[Records excerpted from a collection]
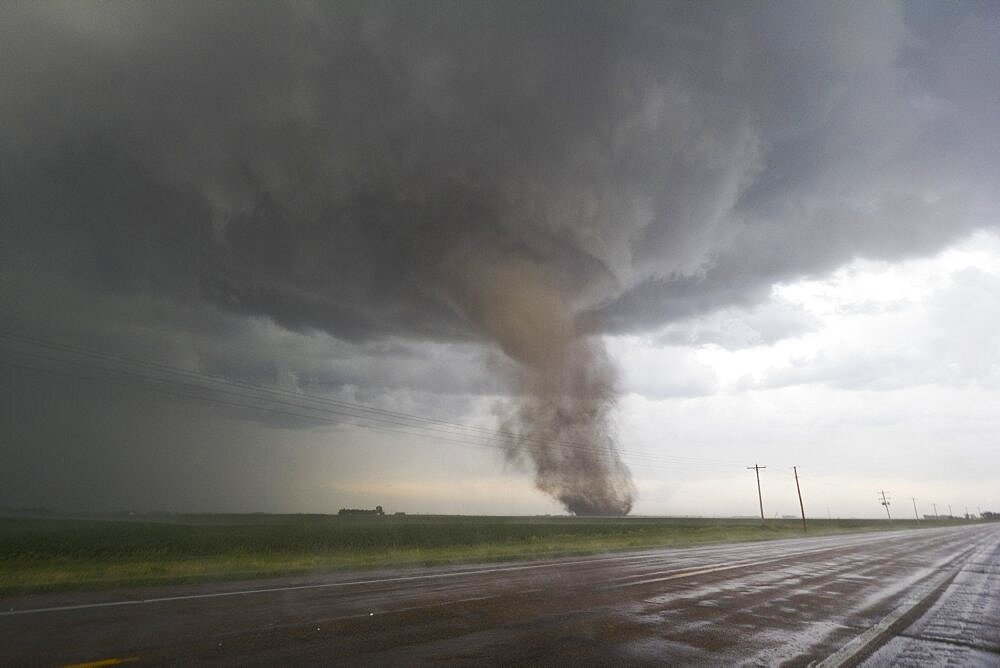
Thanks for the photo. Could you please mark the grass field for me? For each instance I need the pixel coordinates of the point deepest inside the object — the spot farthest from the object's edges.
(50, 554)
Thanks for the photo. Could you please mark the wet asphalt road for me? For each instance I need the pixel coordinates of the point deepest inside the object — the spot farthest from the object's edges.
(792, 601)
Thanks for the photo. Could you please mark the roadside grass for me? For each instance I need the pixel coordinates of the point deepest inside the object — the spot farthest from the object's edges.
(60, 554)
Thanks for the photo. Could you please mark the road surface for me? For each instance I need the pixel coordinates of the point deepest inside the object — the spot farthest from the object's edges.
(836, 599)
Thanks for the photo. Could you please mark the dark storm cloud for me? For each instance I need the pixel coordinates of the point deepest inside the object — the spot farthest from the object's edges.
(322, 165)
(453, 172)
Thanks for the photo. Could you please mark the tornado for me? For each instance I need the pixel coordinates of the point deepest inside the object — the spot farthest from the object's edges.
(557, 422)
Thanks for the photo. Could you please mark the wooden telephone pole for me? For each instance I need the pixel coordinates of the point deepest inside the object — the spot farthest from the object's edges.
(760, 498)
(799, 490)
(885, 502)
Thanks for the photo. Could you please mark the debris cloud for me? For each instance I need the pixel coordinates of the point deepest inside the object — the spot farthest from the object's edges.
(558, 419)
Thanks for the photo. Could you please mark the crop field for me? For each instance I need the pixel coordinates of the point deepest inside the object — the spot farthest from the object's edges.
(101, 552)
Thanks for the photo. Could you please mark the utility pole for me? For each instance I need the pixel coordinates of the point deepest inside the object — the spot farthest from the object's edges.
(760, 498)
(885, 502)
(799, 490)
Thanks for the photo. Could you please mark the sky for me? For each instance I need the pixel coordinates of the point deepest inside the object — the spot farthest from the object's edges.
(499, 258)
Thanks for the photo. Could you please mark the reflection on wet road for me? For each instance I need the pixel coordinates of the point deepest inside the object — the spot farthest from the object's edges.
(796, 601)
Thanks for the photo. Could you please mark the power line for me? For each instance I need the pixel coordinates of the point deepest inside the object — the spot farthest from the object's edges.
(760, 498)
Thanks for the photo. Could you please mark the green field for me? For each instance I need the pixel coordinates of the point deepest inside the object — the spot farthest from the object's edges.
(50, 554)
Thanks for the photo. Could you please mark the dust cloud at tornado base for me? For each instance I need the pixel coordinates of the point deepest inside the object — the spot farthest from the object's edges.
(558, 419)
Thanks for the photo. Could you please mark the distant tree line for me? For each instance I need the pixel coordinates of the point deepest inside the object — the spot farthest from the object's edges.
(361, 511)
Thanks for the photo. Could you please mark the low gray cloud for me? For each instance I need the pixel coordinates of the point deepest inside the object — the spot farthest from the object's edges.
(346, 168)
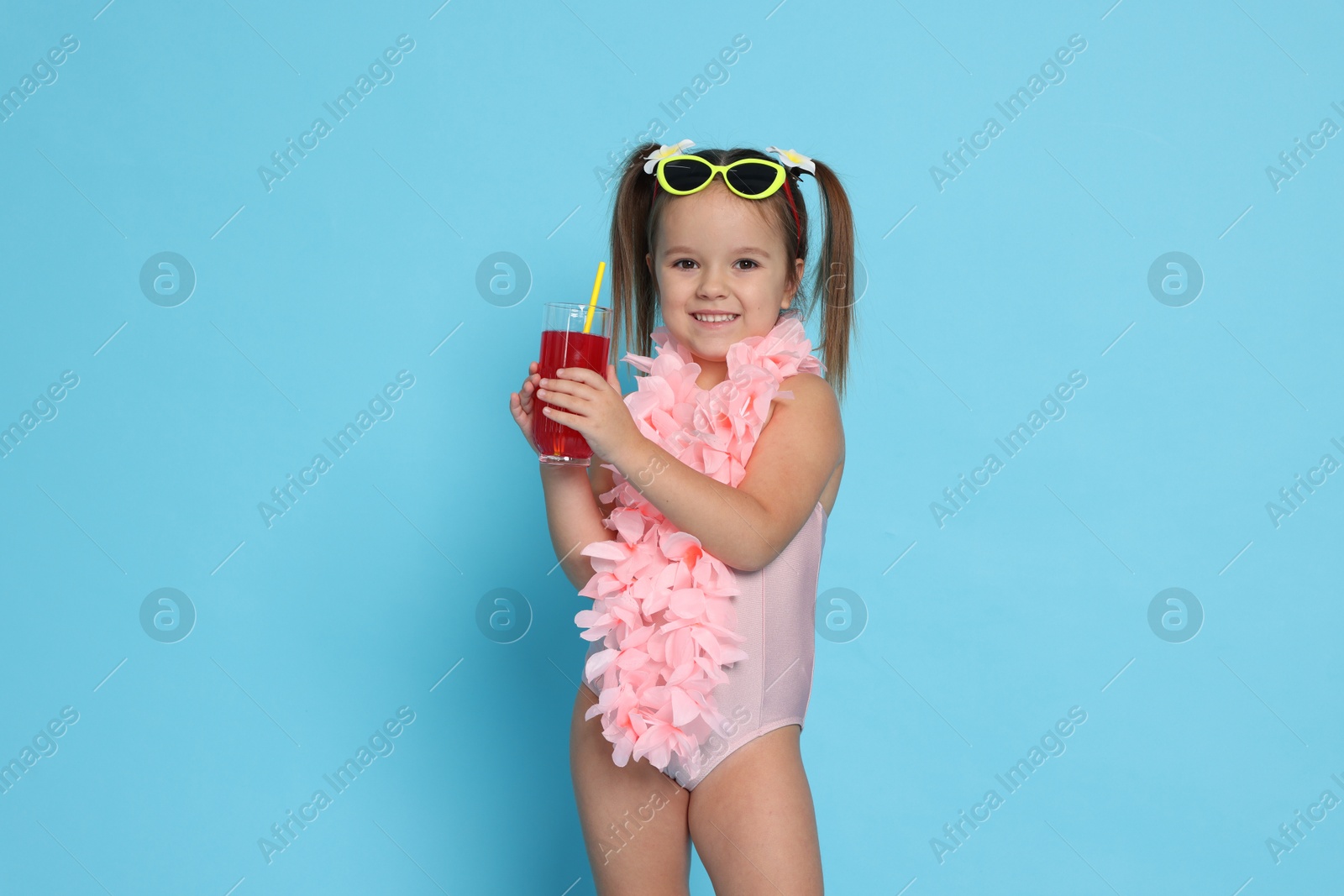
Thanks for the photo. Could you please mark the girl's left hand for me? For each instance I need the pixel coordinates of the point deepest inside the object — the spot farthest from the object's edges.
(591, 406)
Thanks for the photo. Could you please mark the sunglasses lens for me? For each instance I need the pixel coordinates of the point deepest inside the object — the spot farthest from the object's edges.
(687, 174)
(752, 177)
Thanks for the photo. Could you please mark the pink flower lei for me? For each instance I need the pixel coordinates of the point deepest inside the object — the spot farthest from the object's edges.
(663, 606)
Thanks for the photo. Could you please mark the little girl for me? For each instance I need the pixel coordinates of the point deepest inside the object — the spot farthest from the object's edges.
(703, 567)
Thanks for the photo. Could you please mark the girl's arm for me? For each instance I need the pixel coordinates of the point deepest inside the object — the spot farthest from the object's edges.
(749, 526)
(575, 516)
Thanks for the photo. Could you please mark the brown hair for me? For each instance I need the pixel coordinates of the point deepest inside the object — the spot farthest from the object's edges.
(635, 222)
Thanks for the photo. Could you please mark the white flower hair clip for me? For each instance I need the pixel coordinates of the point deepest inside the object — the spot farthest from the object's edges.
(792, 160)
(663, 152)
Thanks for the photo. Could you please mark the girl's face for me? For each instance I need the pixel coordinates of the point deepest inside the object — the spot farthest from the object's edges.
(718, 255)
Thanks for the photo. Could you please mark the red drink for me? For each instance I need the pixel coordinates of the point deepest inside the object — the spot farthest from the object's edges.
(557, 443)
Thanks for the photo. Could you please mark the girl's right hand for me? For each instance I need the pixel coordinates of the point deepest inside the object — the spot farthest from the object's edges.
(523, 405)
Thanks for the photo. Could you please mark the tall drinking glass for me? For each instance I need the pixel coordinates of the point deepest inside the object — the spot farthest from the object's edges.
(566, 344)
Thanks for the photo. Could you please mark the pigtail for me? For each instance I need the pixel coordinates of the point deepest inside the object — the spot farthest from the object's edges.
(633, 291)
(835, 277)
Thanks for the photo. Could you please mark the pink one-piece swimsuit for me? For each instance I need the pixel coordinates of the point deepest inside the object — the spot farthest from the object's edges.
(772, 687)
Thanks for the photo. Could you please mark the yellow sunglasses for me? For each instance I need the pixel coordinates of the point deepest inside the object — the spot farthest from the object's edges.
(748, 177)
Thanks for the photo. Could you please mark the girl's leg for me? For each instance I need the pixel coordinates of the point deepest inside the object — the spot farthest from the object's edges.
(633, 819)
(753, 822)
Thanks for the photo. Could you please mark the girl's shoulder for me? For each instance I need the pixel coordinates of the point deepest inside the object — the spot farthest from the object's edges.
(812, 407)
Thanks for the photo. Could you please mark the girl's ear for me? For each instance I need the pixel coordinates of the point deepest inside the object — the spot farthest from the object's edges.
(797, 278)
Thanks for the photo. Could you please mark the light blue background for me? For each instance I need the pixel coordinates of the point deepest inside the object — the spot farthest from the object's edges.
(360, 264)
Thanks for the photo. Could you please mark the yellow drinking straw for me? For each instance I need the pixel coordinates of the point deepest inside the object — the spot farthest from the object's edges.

*Activity*. Reproduce all of the data exactly; the pictures do not belong in the copy.

*Task answer*.
Thanks for the photo. Could you please mark the grass field for me? For each instance I need the pixel coordinates of the point deepest inside the object — the spot farthest from the object's edges.
(50, 554)
Thanks for the photo. Could you please mark the wet asphalt road for me? For each instance I need the pixel coordinates of the point deepest inside the object — the spot farthest from the object's edges.
(792, 601)
Thanks for the photo. Could you please mark the roadside grass for me? For each instance I need the pixel coordinates of the point deepest inside the object — the spot farthest from the object's edges.
(60, 554)
Thanks for the photo. Could you please mark the road surface for me? For each instance I need the pixel coordinates of the point deepest inside the object — the spot farthest from the object's edges.
(836, 599)
Thanks for the photo. Could you please mark the dark storm cloud for me? For each instance I need the pixel coordinates of the point deepest inside the object — the spot farthest from the object's edges.
(322, 165)
(453, 172)
Thanks for the photo. Could you please mark the tornado for me? For each instance I need the pixel coordinates of the point deepest inside the object — the spot farthest from the object's edges.
(557, 422)
Thanks for the photo. Could you please mark the wooden telephone pole for me? For each instance I need the pixel coordinates of the point deepest inside the object — the spot farthest from the object's edges.
(760, 498)
(799, 490)
(885, 502)
Thanks for the photo. Could you please mark the debris cloud for me? For each instance I need the pixel coordinates of the point deepest inside the object — the spot farthest from the object's edges.
(558, 419)
Thanks for the photo. Could you please mark the crop field for me? For each instance I need the pixel coordinates of the point deepest inside the object — the spot farthest from the object's edges.
(101, 552)
Thanks for the photo. Could you please mark the utility pole for me? For each instance I need the pixel coordinates of the point deepest inside the object — the spot farthest from the object's edges.
(760, 498)
(885, 502)
(799, 490)
Thanks for the photo. Could you please mark the sky for me? For each instance I need the pixel coordinates of the point deepest inside the object — the spot farthest from the object's edges.
(499, 258)
Thanks for the photo. Could you please mark the reflection on wet road for me? For each instance I need the pixel coordinates of the point deepest inside the object — the spot farthest from the object's edges.
(796, 601)
Thanks for the photo. Could you please mark the power line for me? For each instance I need the pixel coordinates of the point deepest inside the object — the spot farthest from the object's edges.
(760, 498)
Thanks for the photo. Could you please mark the green field for me? For each instance I need the pixel coordinates of the point deepest inside the object — the spot farthest from the object's edges.
(50, 554)
Thanks for the photo. Could you please mark the dust cloud at tornado base for me? For each instance I need the pixel coordinates of the point deepest inside the object — the spot farthest from the object's edges.
(558, 419)
Thanks for the photo. Could you please mark the distant tree line for me? For each instance I need the pixel coordinates of the point deepest inside the object — the spot farthest from the object's edges.
(361, 511)
Thanks for the photo. Could you please mark the low gray cloud for me? For each instance I need the pixel coordinates of the point deepest inside the object — the spot farthest from the object's edges.
(346, 168)
Thanks for the photo. Could you please mark the girl's left hand for me? For each instance I need the pixel coordinates of the point deepest inside the object — the spot farthest from the object's edges.
(591, 406)
Thanks for the photo. Could you please mark the sunglasses lens for me? For each instance I need the pixel coordinates of the point deepest inside the object — the spot farthest from the object's edges.
(687, 174)
(752, 177)
Thanks for the photo. Could you please mark the pink flower lei for me? For each instance I need the pixel coordinates of the point deepest inside the object — the spot farthest from the object's edges.
(663, 606)
Thanks for the photo. Could you please mark the little girl for me? For each instance I need the pixel coordinates of the point deepest inside the object — the spot farthest from the object's edges.
(703, 567)
Thanks for the photo. Could you please mark the girl's arm for me? For each instance I need the pixel coordinates of the point deepest inside the object — the spot farthest from the object's edges.
(749, 526)
(575, 516)
Thanks for the photo. Could you please mark the brown hair for me? For each instance I need the pixel coordinates of the point deepest inside the object — the spot farthest from the object's edges.
(635, 222)
Thanks for the photo. Could you please mark the white flower hair clip for me? For each instance I need the pixel coordinates of the point deepest inside the object — the spot farthest from the object's edges.
(792, 160)
(663, 152)
Thanks for the photo. Could you please mark the girl's face for me? For each instance I need the pixel coordinates of the point deepest inside the object — the spot farthest from the object's edges.
(718, 255)
Thanks for the photo. Could you please mark the red drink for me? For each instance I need the pixel coordinates of the point deepest inside the object — the spot farthest from the object's edges.
(557, 443)
Thanks for the photo. Could you please mark the girl's right hand for me? For each instance I need the pixel coordinates of the point deepest inside the object — the spot farthest from the object's edges.
(523, 405)
Thanks for the photo. Could you please mark the tall drinking glass for me? For each instance I need the pixel coordinates of the point deepest inside the object — the spot farthest from the object's edges.
(566, 344)
Thanks for the photo. Could you please mark the pigtail for me? For each instance I need the pixel coordinates of the point deepest inside the object — the spot farthest from the object's edges.
(633, 291)
(835, 277)
Thanks for the photo. Could you please mark the pink one-piece swimsuit for me? For each instance I need the pixel coordinates of the point deepest inside the object — the spot farthest from the object's edges.
(772, 687)
Thanks for the photo. Could you please mark the yellow sunglasses for me? For each instance I need the pixel coordinates of the point deepest inside the object — the spot farthest from the object's edges.
(748, 177)
Thanks for the photo. Could you please mark the girl's leg for me? For each instance I need the pixel coordinates of the point deepest inside the object — the spot farthest from the object's edges.
(633, 819)
(753, 822)
Thanks for the photo. Could you please mark the girl's shoulder for me? For each instance I need the pixel coordinates of the point deepest inside the object — the spot farthest from the object's edges.
(812, 407)
Thanks for the photo. Could you please mark the girl's ear for me? For each instance I need the pixel coordinates of the point deepest inside the object — the spot farthest from the object's edges.
(797, 278)
Thanks for the photo. Could you please mark the light blue background for me? For each instance I need the pixel coordinates of the point deepest inside the object — the spot farthest from the object's edges.
(360, 264)
Thanks for the photo. Could you please mark the yellow drinking straw for me? For each instance I need the pixel coordinates of the point deepest inside the object — the spot farthest from the object's edges.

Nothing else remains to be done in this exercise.